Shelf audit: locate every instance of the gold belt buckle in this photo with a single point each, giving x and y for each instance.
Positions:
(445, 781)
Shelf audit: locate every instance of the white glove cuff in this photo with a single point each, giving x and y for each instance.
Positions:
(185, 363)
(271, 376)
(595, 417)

|---|

> _Work item_
Search the listing above for "each" and copy every line that holds it.

> _Problem solution_
Shelf audit: locate every instance of the gold belt buckle in this photo with a single point each, giving x and y for each instance.
Shelf audit: locate every instance of the white glove cuff in this photo with a single point each, giving x and y for each instance.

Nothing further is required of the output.